-- Begin Records for the task --
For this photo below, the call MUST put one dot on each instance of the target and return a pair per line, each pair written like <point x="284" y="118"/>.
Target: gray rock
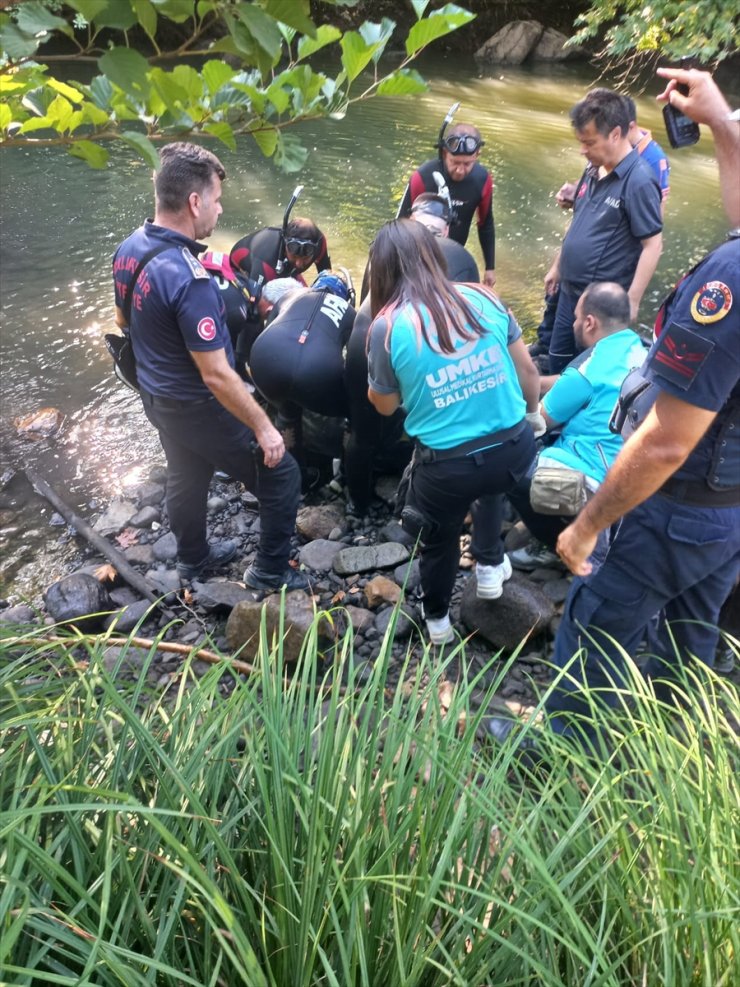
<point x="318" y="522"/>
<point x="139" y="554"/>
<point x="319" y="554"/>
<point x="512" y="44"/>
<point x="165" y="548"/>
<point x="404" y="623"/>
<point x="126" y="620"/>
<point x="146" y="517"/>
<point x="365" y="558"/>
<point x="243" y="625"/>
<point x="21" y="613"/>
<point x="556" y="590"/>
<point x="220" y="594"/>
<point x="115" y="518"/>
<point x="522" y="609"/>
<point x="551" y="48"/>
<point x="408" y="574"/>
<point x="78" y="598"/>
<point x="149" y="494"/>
-- End Records for the task --
**What is expected:**
Copy out the material above with "gray rock" swapped for "boulder", keeping every other line and character as it is. Leave the pictures out of your copy.

**The response:**
For this photo below, the call MUST put one dot on each instance of the target and return a pair per line, each pair written like <point x="284" y="118"/>.
Target: boulder
<point x="318" y="522"/>
<point x="139" y="554"/>
<point x="319" y="554"/>
<point x="512" y="44"/>
<point x="165" y="548"/>
<point x="404" y="623"/>
<point x="126" y="620"/>
<point x="146" y="517"/>
<point x="365" y="558"/>
<point x="243" y="625"/>
<point x="21" y="613"/>
<point x="556" y="590"/>
<point x="220" y="594"/>
<point x="115" y="518"/>
<point x="522" y="609"/>
<point x="551" y="48"/>
<point x="408" y="574"/>
<point x="78" y="598"/>
<point x="149" y="494"/>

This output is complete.